The labour inspector is responsible for securing the enforcement of the labour laws, inspecting labour accidents, advising and instructing the enterprise and employees, and for submitting reports to the Minister of Labour War Invalids and Social Affairs.
The labour inspector has the power:
To enter any enterprise within his area of responsibility for the purpose of carrying out inspection and control work;
To ask questions of persons concerned, to demand that the director of the enterprise produce documents and printed material which relate to the labour of the enterprise and to copy, and obtain samples of all information required;
To require the director to post announcements on labour laws; and
To request that the director immediately implement all necessary measures, including the temporary stoppage of the operation of machines, in order to eliminate any dangers which threaten the health and safety of employees, and to take action within a limi ted time, when required, for the strict implementation of rules on occupational safety and hygiene.
The labour inspector shall be responsible for keeping confidential all manufacturing or commercial secrets of the work places inspected by him and the names of all persons who make complaints. He shall also strictly comply with State regulations on labou r inspection both in relation to penalties and his own occupational responsibilities.
The enterprise shall be responsible for observing all legitimate requirements of the inspector and is prohibited from obstructing labour inspection and control activities.
Penalties for breaches of the law in relation to inspection and control work shall be applied in accordance with the Ordinance on Administrative Penalties proclaimed by the State Council of the Socialist Republic of Vietnam.
RESOLUTION OF LABOUR DISPUTES
The enterprise and employees may make complaint concerning labour issues to authorized labour offices at all levels, including to the Minister of Labour War Invalids and Social Affairs. All complaints shall be responded to within fifteen (15) days from t he date of their receipt.
All labour disputes shall be the subject of attempted resolution by way of direct negotiation between the two sides, (the employees and the enterprise, the labour representative and the director) which shall be conducted in a spirit of conciliation, equal ity, fairness and respect for each other's interests.
Where a dispute is not resolved by negotiation, the two sides may choose one of the following forms of conciliation and arbitration:
A conciliatory council comprised of an equal number of representatives of the two sides and the local labour office acting as mediator;
An arbitration council established and presided over by the local labour office or an arbitrator selected by both sides; or
An arbitrator appointed by the Minister of Labour War Invalids and Social Affairs.

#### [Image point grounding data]
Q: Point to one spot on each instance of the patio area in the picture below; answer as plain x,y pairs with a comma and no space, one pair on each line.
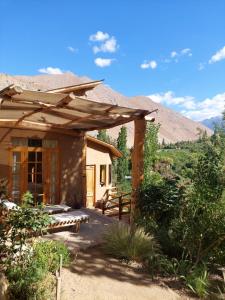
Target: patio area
89,235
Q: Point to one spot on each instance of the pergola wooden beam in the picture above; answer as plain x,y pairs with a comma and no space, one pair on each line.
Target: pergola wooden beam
78,87
137,163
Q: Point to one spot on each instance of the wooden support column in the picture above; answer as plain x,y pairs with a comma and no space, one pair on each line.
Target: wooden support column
137,163
84,176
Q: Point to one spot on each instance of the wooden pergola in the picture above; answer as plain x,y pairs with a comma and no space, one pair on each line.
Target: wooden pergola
67,111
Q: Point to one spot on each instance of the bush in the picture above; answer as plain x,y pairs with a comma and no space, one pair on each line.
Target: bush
123,243
198,281
33,278
48,253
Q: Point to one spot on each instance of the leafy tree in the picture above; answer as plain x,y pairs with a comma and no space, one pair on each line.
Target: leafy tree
122,162
103,136
150,149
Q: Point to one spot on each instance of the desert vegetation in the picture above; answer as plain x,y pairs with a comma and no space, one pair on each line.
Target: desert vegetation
29,264
180,221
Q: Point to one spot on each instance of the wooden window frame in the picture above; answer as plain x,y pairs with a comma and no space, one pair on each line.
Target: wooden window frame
46,173
103,181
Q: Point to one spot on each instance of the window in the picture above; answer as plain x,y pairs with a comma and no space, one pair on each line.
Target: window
35,167
110,174
102,175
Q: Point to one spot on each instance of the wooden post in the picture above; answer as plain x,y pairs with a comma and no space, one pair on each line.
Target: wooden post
84,176
120,207
137,163
103,207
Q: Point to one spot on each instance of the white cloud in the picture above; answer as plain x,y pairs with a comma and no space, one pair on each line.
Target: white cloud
169,98
201,66
190,107
173,54
108,46
219,55
149,64
99,36
186,51
72,49
51,70
103,62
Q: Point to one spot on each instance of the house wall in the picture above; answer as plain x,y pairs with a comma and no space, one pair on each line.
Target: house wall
98,155
70,161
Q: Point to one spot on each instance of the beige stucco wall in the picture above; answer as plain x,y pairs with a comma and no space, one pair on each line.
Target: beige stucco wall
98,155
70,160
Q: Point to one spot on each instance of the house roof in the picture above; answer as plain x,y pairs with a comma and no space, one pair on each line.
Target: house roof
114,151
75,88
22,108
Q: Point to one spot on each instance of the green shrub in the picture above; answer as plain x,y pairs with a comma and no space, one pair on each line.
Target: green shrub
33,278
47,254
122,243
198,281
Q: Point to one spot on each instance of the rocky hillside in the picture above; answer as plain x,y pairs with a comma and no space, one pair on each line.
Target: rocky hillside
174,126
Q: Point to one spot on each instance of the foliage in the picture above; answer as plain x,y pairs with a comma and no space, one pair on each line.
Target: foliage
200,226
182,203
122,162
28,280
150,149
159,204
24,271
121,242
33,278
18,226
103,136
47,254
3,187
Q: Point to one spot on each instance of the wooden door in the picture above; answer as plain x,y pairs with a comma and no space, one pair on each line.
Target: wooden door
90,173
35,169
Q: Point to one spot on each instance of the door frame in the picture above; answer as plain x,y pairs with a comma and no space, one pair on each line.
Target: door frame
92,165
24,172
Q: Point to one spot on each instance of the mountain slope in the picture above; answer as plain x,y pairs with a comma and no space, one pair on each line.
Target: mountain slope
210,123
174,126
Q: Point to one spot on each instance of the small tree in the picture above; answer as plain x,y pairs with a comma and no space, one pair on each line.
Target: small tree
122,162
150,149
103,136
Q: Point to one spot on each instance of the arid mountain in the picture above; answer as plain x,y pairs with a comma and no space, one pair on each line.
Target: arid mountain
174,126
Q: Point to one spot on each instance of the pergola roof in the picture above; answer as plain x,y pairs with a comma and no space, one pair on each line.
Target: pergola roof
55,109
114,151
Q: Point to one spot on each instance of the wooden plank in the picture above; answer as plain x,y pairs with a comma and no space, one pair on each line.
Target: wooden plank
137,163
84,175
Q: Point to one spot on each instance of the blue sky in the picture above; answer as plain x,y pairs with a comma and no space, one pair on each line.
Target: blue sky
172,51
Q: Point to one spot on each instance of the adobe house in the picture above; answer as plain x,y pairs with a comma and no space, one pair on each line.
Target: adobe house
43,141
99,160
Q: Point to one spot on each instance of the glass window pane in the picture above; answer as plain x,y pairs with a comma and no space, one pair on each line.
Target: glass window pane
110,174
16,168
16,157
50,143
39,178
31,156
39,156
31,167
39,167
102,175
34,143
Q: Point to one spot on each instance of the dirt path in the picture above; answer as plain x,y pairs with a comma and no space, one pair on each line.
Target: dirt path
95,276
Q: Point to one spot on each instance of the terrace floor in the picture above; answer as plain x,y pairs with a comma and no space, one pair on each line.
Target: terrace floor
94,276
89,234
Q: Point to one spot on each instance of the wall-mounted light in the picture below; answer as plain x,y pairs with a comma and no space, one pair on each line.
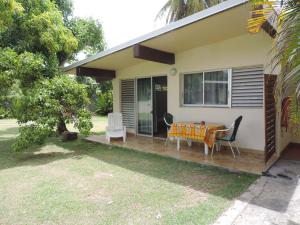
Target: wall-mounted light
173,71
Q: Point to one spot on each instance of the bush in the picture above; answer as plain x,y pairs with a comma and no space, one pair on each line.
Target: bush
5,113
104,104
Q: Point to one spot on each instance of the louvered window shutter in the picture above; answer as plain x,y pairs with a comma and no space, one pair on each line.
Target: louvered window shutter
247,87
127,102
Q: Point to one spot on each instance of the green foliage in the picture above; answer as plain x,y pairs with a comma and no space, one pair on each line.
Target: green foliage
8,9
60,98
104,104
30,135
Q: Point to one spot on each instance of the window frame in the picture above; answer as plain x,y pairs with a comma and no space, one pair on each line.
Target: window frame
228,105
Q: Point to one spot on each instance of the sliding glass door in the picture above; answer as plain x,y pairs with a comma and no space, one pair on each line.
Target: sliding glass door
144,106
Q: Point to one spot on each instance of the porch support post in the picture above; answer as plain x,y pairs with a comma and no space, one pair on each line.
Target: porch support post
151,54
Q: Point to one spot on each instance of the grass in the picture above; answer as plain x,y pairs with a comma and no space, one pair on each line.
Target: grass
84,183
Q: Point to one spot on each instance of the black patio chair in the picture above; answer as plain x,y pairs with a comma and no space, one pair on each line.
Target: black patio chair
229,137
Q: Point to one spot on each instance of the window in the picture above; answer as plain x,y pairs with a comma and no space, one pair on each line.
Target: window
206,88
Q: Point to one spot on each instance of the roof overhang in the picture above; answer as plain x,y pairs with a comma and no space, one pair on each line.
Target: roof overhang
220,22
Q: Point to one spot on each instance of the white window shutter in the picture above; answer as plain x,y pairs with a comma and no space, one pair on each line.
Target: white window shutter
128,102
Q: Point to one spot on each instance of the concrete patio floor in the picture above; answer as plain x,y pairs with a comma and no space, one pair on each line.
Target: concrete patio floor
270,200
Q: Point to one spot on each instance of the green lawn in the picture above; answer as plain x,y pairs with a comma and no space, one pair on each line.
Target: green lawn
85,183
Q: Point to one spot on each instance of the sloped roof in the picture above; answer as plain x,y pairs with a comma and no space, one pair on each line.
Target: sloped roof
177,36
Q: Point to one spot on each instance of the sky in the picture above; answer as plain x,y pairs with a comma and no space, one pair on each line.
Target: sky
121,20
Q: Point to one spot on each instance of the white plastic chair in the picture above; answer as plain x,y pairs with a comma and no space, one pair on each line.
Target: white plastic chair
115,128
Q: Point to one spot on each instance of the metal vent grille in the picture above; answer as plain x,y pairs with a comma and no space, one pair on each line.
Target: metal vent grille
127,102
247,87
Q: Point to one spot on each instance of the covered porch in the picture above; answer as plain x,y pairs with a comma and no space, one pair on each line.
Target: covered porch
249,161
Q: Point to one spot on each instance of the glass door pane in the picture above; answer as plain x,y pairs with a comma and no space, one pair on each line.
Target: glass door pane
144,102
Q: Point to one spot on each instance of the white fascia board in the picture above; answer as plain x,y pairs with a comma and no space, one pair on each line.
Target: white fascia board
224,6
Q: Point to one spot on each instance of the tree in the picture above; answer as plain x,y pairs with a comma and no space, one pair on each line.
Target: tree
34,42
286,50
178,9
52,100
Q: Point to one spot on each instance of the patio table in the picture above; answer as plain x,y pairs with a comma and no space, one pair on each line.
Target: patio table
194,131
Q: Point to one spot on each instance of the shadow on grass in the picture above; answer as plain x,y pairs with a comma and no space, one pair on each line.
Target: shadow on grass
206,179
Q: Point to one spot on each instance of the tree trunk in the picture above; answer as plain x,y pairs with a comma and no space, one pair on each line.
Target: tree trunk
61,127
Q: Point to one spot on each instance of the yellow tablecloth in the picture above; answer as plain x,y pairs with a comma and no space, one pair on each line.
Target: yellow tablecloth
195,131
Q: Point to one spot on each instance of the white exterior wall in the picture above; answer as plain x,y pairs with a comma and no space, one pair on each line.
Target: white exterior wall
246,50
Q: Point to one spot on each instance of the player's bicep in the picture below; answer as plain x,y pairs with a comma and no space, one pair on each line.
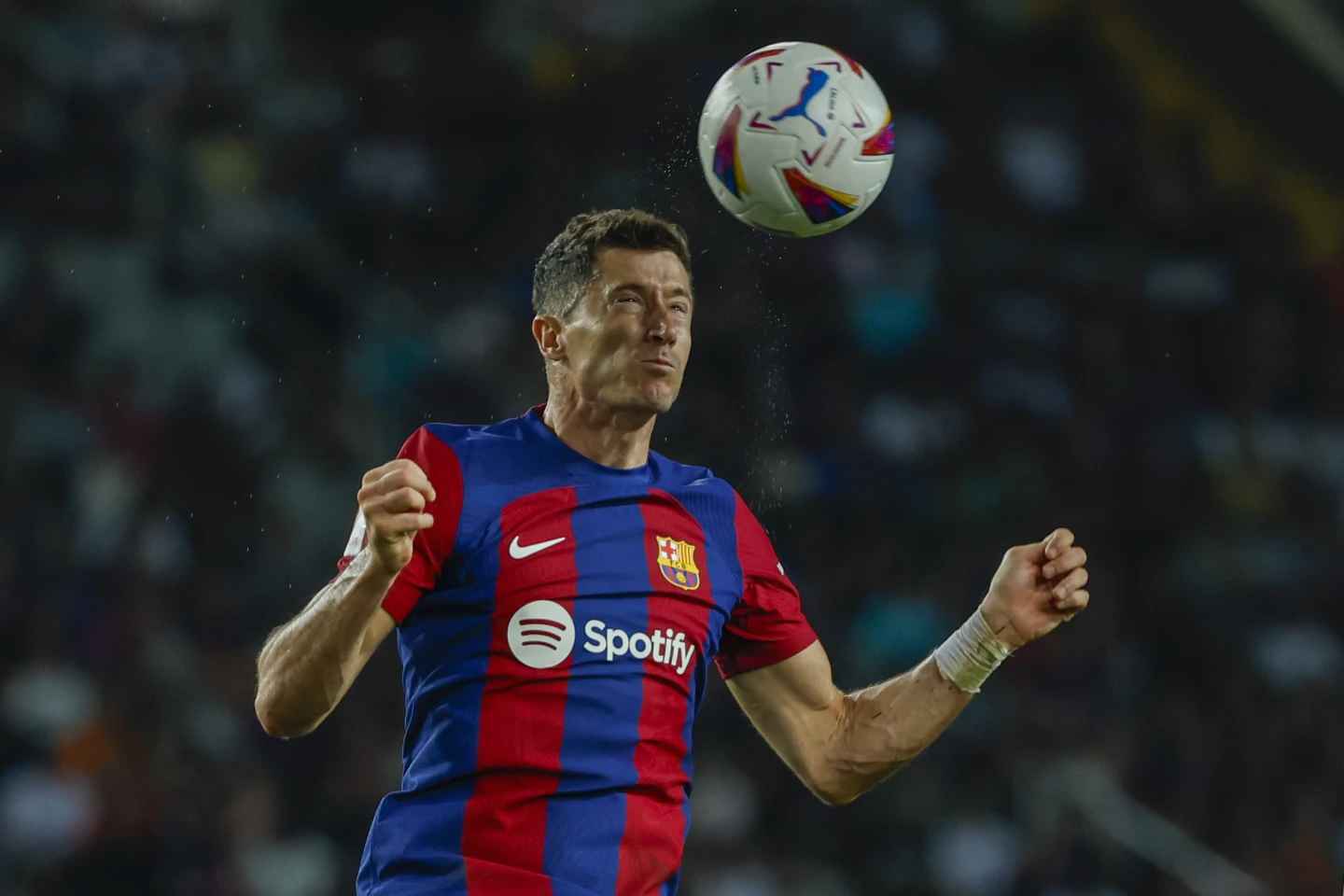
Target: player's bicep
797,708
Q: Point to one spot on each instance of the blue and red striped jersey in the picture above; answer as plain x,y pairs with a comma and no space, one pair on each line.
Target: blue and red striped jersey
555,626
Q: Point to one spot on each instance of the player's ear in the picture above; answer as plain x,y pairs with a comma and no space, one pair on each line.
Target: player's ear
550,336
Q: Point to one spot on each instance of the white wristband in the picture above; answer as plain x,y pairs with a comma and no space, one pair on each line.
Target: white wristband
971,654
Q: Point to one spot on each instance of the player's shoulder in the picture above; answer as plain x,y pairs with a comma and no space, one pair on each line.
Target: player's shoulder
469,437
675,476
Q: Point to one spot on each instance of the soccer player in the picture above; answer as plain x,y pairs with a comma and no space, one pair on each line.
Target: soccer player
558,592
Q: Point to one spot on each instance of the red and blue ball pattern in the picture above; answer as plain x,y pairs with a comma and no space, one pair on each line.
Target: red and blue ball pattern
819,203
727,164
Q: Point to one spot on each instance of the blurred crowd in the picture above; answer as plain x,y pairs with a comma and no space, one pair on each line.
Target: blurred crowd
246,248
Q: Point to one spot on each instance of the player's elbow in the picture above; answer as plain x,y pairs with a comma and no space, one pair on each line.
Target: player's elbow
274,721
833,791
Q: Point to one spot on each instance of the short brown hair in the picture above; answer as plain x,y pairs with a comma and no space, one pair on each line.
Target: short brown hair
568,263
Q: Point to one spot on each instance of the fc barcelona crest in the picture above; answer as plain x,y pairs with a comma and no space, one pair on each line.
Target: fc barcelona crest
677,560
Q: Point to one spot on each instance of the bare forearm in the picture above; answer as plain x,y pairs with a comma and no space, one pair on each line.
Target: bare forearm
308,664
886,725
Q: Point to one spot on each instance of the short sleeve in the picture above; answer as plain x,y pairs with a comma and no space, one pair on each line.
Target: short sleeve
433,547
766,624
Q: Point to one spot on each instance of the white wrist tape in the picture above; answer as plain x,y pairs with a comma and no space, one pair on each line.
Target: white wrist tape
971,654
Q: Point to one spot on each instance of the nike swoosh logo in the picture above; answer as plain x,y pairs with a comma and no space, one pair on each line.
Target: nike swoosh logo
523,551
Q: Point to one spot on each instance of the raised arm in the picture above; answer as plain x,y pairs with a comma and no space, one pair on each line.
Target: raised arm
840,745
308,664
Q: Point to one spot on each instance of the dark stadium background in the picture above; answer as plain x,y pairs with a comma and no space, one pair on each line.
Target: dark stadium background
246,248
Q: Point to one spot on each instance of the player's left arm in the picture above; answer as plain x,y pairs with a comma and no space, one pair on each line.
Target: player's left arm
840,745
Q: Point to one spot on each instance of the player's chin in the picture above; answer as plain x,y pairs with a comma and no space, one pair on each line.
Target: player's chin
659,397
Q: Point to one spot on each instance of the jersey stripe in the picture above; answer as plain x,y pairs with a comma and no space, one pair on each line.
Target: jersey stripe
651,847
518,754
586,816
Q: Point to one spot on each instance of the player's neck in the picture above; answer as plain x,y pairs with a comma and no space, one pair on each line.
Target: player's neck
611,437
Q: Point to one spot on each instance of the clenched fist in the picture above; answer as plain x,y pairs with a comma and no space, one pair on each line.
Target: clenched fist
393,500
1038,586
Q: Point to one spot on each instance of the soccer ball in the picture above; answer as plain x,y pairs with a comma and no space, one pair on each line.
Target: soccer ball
796,138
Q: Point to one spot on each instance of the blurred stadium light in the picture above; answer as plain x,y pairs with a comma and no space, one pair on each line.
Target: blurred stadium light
1089,788
1312,28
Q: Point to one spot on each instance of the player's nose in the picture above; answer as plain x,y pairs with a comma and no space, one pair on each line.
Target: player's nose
662,324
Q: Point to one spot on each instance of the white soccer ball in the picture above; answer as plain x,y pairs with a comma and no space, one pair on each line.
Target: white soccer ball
796,138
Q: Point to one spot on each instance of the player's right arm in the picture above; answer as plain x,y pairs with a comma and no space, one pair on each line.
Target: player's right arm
308,664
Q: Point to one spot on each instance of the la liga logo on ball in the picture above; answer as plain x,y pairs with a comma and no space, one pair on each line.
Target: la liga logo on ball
796,138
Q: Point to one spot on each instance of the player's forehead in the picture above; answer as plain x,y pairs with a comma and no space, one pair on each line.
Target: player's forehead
641,266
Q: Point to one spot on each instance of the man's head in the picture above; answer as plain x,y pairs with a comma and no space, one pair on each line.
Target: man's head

#### [AIM OF THE TASK]
Reproduce the passage on labor inspection and disputes above, beginning at the words "The labour inspector has" and stopping after "safety and hygiene.".

#### [RESPONSE]
The labour inspector has the power:
To enter any enterprise within his area of responsibility for the purpose of carrying out inspection and control work;
To ask questions of persons concerned, to demand that the director of the enterprise produce documents and printed material which relate to the labour of the enterprise and to copy, and obtain samples of all information required;
To require the director to post announcements on labour laws; and
To request that the director immediately implement all necessary measures, including the temporary stoppage of the operation of machines, in order to eliminate any dangers which threaten the health and safety of employees, and to take action within a limi ted time, when required, for the strict implementation of rules on occupational safety and hygiene.